TESTO DA LEGGERE:
● ● ● ●

# Francis Coquelin



## Renegade (28 Aprile 2015)

Francis Coquelin (Laval, 13 maggio 1991) è un calciatore francese, centrocampista dell'Arsenal.

Questo ragazzo mi ha stupito incredibilmente. Prima era solamente un comprimario, uno dei tanti giovani allo sbaraglio, dalle belle speranze, discontinui, senza un'identità ben precisa. Non si era capito, difatti, neanche che ruolo avesse ed era stato spedito in prestito, senza alcuna aspettativa. Ma da quando è tornato per via dell'infortunio di Ramsey ha avuto un'evoluzione mostruosa, al punto da ribaltare il pregresso. Ha trovato la sua collocazione divenendo un mediano dinamico, veloce e forte, riuscendo ad essere mostruoso sia offensivamente che difensivamente. Le statistiche parlano per lui; in quasi tutte le partite ha completato almeno l'85% di passaggi ed è ad oggi il calciatore ad aver recuperato più palloni in Premier League. E' diventato così utile da essere più indispensabile di Ramsey. Mi ha stupito davvero tanto. Difatti ha avuto una continuità pazzesca, più di Aaron sicuramente, pur essendo meno mediatico. Ormai penso che la linea a 2 di centrocampo sia apposto così. Ecco perché penso che l'eventuale arrivo di William Carvalho sia solo un intralcio. Quando sento elogiare De Jong per gli stessi motivi e poi vedo Coquelin ogni settimana mi viene più che da sorridere. Trasformazione stratosferica. Wenger ha creato l'ennesimo talentino made in Arsenal, ci ha visto davvero lungo. Speriamo si riconfermi su questi livelli l'anno prossimo.


----------



## Renegade (28 Aprile 2015)

[MENTION=214]Splendidi Incisivi[/MENTION] [MENTION=67]Frikez[/MENTION]


----------



## Splendidi Incisivi (28 Aprile 2015)

● ● ● ●

DA SVOLGERE:
A: Riassumi in due frasi il testo su Francis Coquelin.
B: Riprendi il testo su Francis Coquelin da dove termina.
I record provengono da una fonte diversa dal testo.

● ● ● ●

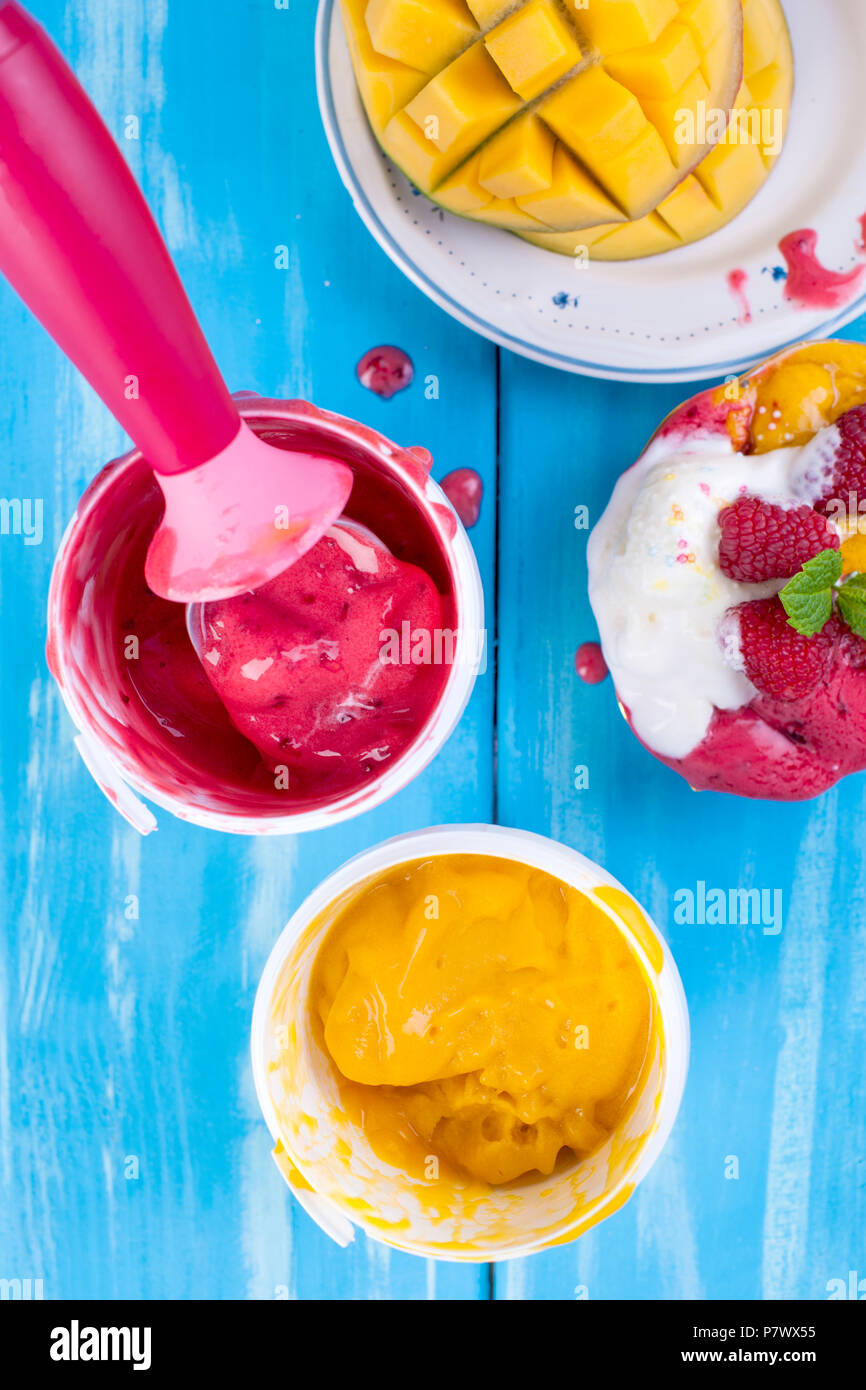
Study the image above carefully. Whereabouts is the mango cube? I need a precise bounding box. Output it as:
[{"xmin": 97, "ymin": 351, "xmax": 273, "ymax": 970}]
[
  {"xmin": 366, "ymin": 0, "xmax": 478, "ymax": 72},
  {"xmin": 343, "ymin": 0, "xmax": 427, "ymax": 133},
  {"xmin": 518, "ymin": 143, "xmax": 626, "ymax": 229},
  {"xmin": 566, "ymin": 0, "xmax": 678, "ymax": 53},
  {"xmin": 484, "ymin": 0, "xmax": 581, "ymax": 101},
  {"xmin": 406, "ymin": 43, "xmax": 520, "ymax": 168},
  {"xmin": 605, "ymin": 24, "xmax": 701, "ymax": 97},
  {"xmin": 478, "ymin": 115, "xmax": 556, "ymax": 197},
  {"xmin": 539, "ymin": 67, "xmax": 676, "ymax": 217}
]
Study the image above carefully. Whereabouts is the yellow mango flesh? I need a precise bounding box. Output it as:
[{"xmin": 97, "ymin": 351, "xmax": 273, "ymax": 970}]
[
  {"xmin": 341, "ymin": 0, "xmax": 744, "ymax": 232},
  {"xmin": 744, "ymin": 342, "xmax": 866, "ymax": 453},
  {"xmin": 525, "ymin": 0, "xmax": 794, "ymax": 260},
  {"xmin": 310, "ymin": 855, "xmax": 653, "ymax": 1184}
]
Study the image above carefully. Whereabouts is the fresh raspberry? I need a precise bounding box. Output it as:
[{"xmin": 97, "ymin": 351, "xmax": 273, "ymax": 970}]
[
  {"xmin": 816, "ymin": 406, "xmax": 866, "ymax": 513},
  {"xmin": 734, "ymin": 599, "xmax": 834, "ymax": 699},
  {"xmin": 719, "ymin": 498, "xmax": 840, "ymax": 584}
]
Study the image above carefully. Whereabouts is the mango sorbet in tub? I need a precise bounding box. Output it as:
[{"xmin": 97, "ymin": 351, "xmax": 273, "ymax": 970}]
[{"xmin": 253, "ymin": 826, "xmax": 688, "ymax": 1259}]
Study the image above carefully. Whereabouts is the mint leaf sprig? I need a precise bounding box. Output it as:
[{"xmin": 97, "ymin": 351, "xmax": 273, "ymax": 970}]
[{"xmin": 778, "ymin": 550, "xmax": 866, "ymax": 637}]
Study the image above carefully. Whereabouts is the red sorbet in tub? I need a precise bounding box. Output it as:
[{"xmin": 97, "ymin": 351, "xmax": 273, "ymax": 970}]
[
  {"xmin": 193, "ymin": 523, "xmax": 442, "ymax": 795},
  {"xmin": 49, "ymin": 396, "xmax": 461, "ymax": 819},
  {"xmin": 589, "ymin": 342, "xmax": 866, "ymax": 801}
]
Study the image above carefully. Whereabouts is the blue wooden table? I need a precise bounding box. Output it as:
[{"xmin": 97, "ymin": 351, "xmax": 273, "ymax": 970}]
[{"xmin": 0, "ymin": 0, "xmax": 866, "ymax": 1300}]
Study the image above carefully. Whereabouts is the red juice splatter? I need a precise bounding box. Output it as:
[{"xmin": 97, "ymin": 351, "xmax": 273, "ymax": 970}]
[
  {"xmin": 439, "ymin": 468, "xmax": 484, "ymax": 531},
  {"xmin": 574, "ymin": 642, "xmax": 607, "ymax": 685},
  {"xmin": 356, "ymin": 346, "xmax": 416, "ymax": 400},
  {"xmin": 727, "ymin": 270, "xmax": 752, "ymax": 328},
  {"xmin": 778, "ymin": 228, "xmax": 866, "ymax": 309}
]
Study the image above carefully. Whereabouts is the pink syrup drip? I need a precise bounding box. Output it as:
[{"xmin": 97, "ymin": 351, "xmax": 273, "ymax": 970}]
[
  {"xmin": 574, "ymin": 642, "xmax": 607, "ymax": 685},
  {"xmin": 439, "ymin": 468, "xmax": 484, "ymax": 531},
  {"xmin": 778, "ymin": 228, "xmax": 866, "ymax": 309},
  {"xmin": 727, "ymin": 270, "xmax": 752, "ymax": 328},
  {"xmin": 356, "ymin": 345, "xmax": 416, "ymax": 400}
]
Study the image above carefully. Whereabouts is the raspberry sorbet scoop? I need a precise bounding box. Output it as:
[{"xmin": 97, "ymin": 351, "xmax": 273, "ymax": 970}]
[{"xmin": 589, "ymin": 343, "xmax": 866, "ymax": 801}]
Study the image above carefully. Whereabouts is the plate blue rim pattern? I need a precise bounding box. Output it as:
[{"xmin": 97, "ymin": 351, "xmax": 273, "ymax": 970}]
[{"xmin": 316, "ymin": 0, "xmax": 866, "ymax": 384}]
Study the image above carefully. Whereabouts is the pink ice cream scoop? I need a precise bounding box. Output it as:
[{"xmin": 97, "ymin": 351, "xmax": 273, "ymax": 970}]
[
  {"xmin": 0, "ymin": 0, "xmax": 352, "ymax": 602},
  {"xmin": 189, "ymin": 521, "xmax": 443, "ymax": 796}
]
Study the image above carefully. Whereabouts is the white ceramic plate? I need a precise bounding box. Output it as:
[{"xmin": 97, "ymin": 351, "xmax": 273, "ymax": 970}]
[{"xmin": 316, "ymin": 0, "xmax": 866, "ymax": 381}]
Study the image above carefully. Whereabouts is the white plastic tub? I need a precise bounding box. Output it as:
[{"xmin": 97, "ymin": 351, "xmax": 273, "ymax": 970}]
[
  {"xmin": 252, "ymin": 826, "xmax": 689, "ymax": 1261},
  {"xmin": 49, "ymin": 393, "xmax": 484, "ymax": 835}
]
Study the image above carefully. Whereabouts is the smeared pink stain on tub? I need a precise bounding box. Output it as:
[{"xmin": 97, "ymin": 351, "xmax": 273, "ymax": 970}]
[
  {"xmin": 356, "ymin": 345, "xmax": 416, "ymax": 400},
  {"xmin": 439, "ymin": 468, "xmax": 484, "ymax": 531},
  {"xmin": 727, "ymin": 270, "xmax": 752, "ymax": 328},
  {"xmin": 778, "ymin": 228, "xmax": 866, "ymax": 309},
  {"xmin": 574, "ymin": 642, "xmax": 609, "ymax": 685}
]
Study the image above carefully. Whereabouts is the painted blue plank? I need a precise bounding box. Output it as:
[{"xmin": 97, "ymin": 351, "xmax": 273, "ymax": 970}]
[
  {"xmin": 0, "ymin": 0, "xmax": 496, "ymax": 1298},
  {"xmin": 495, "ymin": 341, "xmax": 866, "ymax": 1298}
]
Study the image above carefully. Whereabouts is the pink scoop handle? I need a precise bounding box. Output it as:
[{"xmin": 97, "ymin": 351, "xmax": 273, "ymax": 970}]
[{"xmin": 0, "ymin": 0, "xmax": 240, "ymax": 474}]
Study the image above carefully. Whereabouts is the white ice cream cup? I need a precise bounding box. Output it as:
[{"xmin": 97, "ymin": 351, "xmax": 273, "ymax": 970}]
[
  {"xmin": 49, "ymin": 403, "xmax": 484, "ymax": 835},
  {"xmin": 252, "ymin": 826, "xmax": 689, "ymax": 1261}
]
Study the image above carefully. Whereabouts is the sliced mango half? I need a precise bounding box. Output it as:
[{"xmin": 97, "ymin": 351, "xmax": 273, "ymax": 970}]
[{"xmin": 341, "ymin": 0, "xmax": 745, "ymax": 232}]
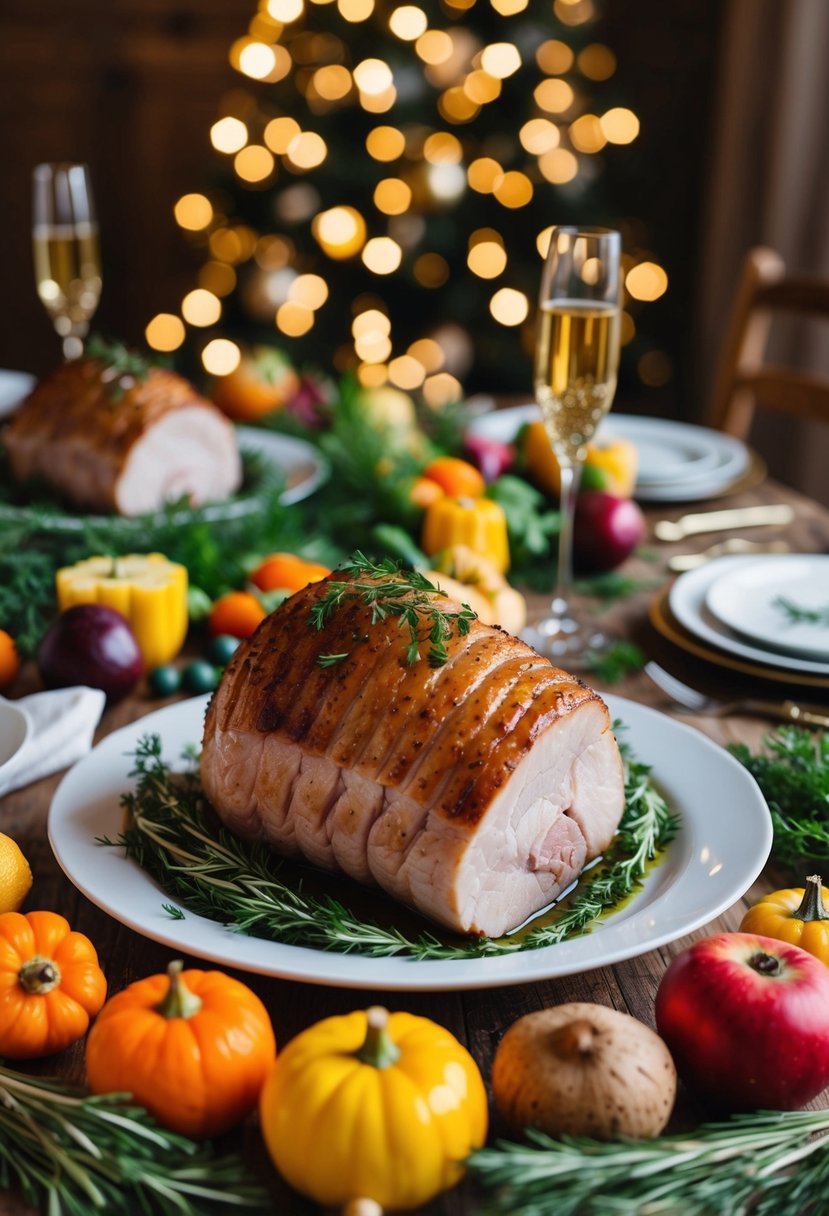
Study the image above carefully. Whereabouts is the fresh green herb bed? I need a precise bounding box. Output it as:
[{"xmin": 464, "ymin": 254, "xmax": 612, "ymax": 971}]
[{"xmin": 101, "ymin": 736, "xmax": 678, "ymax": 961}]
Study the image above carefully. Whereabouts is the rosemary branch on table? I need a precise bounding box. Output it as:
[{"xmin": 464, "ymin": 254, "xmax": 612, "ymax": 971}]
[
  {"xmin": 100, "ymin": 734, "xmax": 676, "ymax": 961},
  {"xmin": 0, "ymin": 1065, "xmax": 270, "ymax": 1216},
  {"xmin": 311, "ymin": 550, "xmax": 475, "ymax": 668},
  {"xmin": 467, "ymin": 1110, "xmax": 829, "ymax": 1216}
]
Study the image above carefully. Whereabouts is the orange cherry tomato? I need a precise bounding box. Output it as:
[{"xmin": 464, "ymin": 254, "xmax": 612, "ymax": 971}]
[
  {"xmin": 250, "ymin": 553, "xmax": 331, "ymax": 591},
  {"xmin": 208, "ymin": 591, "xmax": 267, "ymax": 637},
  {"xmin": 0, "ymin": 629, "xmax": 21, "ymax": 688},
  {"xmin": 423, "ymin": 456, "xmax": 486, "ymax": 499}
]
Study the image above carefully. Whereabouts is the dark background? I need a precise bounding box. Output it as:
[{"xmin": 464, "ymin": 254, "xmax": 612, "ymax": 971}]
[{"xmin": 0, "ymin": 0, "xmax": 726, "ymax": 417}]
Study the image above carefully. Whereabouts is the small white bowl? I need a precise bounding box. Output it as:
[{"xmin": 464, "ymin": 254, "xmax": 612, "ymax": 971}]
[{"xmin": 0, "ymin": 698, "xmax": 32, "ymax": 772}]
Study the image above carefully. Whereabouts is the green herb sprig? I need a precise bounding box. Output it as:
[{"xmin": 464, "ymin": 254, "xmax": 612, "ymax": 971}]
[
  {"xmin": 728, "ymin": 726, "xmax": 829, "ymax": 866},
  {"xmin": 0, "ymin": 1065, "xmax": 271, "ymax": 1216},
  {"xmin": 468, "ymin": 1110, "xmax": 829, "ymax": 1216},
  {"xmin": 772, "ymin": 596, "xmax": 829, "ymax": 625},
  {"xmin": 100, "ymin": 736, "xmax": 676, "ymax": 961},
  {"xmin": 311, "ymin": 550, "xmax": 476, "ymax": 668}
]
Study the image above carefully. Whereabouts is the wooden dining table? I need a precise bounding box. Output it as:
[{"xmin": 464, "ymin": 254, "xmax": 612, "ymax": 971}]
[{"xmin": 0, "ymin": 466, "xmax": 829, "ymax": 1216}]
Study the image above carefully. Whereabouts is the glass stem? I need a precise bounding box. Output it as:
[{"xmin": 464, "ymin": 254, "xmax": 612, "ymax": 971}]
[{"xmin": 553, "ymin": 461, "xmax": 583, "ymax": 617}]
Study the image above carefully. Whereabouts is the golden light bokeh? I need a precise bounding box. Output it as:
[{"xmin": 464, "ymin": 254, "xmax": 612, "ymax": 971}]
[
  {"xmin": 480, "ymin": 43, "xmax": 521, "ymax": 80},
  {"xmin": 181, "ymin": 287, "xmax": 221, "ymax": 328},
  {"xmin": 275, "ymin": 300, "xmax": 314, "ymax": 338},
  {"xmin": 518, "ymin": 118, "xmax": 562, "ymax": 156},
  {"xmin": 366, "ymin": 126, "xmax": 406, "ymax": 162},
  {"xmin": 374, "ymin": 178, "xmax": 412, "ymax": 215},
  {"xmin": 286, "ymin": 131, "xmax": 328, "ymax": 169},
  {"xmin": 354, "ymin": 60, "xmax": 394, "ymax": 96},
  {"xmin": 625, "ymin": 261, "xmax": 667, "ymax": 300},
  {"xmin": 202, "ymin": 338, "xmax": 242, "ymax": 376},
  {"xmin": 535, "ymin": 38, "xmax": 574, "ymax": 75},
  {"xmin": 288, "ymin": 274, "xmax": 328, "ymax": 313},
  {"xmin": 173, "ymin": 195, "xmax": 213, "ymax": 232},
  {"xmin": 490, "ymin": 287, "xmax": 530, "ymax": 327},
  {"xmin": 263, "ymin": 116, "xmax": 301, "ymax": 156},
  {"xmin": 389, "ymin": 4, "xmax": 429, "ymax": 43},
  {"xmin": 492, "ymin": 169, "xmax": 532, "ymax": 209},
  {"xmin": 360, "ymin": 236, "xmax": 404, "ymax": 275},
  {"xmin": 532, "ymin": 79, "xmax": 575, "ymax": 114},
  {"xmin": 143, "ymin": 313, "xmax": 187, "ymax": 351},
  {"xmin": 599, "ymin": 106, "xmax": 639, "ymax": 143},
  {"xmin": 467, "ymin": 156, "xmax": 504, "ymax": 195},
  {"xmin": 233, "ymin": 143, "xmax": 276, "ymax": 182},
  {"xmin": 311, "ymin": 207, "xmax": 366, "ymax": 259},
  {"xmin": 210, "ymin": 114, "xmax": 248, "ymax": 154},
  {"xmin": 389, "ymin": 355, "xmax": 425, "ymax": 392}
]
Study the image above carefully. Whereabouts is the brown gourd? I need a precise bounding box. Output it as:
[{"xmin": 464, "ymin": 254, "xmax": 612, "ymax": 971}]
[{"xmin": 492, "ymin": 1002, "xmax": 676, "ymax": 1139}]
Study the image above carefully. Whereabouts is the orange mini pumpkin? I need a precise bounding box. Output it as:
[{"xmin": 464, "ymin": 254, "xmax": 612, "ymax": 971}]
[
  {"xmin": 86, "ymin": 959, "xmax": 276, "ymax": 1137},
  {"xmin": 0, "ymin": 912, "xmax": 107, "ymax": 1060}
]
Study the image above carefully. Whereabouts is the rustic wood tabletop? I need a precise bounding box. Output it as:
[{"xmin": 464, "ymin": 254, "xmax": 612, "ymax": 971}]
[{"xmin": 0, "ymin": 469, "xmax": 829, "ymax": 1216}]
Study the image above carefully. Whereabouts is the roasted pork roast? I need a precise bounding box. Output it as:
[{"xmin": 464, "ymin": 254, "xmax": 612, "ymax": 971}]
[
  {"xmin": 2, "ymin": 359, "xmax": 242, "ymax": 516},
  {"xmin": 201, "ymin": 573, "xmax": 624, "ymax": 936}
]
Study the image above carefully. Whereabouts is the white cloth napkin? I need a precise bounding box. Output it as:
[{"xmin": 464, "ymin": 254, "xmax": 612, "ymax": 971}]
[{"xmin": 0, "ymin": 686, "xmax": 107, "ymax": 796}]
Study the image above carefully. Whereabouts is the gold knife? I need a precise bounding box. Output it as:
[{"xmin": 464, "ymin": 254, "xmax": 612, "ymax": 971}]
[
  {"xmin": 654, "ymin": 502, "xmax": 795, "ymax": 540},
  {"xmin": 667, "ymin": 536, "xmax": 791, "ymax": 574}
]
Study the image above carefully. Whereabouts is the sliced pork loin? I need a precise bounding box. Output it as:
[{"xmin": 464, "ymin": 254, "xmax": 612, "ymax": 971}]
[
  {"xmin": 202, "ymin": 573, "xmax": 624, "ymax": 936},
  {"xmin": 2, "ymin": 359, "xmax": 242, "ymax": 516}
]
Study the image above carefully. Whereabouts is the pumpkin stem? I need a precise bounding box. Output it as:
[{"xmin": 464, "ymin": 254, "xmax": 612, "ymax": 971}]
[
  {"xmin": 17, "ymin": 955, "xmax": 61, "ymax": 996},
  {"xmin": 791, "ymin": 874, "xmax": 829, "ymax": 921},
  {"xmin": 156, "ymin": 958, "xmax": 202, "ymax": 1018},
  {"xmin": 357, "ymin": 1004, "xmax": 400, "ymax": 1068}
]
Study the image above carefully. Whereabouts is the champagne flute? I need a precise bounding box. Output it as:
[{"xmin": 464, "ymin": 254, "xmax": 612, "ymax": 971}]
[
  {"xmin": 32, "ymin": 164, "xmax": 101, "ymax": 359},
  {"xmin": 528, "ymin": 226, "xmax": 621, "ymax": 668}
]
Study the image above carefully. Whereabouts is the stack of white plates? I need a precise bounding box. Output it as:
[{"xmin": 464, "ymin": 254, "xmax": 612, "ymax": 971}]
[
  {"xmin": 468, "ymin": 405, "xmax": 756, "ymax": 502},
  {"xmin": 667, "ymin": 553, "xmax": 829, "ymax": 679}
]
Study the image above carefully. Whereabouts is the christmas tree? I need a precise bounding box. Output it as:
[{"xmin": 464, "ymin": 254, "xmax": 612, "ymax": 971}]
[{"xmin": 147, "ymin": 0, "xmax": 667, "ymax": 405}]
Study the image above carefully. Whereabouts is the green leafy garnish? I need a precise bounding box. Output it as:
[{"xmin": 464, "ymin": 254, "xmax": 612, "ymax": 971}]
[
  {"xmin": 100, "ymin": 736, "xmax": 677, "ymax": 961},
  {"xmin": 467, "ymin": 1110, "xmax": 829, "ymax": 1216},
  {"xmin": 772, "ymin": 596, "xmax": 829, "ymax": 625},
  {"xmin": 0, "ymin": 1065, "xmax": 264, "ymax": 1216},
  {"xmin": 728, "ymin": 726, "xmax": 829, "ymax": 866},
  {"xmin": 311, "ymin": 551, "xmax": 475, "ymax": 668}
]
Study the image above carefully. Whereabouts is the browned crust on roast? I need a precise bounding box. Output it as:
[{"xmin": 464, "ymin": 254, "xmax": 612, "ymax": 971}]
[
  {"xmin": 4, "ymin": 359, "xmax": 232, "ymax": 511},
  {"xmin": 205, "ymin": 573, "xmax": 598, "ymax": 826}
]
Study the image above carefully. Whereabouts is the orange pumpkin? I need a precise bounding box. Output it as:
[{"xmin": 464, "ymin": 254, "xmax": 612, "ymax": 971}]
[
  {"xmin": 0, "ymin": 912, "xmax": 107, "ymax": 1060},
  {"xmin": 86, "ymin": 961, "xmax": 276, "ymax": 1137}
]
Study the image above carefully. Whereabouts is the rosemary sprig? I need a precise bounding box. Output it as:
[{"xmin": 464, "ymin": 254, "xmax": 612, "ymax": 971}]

● ● ● ●

RISULTATI DELL'ESERCIZIO:
A: Francis Coquelin, centrocampista francese dell'Arsenal nato a Laval nel 1991, era un giovane discontinuo mandato in prestito senza aspettative, ma dopo il rientro dovuto all'infortunio di Ramsey si è affermato come mediano dinamico, veloce e forte. Nel messaggio si sostiene che i suoi numeri, come almeno l'85% di passaggi completati in quasi tutte le partite e il primato di palloni recuperati in Premier League, lo rendono più indispensabile di Ramsey, tanto che l'eventuale arrivo di William Carvalho sarebbe solo un intralcio.

B:
Nulla da aggiungere, sono d'accordo in toto, piuttosto... come si farà quando tornerà Wilshere?


----------



## BossKilla7 (28 Aprile 2015)

Ma come si pronuncia il cognome? Una cosa che ancora non ho capito


----------



## Splendidi Incisivi (28 Aprile 2015)

BossKilla7 ha scritto:


> Ma come si pronuncia il cognome? Una cosa che ancora non ho capito


Coclàn


----------



## Renegade (29 Aprile 2015)

Splendidi Incisivi ha scritto:


> Nulla da aggiungere, sono d'accordo in toto, piuttosto... come si farà quando tornerà Wilshere?



Sarà un bel problema. A mio avviso Wilshere ha deluso molto le aspettative. Cioè sì, grande tecnica, ma carenze di fisico e continuità tremende. Per di più non dà il minimo equilibrio davanti alla difesa. Tanti contropiedi li abbiamo subiti per colpa sua, ma anche sorpassi a livello del gioco. Non ha grande interdizione e a volte non sa cosa fare col pallone. Per me è un misto tra il centrocampista centrale vero ed il trequartista, ma è molto, molto più offensivo. Difatti il suo ruolo ormai è sulla trequarti, secondo me. Ma arrivasse un'offerta tra i 30 e i 40 mln lo regalerei col fiocchetto.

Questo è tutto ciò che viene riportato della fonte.